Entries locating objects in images
● ● ●
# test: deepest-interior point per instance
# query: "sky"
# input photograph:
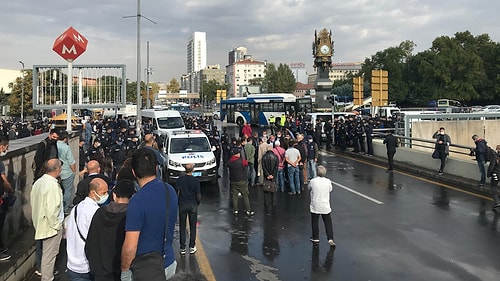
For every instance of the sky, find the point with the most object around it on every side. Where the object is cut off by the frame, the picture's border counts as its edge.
(276, 31)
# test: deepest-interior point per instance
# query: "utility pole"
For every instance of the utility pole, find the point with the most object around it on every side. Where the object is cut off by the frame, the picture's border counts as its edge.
● ● ●
● **WHAT TO DO**:
Lay out all of the rows above as a numbered list, skipping blank lines and leaving the pictures out.

● **OUTPUT**:
1. # test: deepest-interior point per instance
2. # query: "sky"
3. # input photograph:
4. For every instance of the sky, find the point with the most object around it on every side. Where the object is cut off by the frame, the picture's border counts as its edge.
5. (276, 31)
6. # test: deepest-interior point per instance
7. # query: "utility pole"
8. For every instance of the utility pole, find the point with the most object around it on every side. Where the object is cut off by the frame, the picture's border counts as its edge.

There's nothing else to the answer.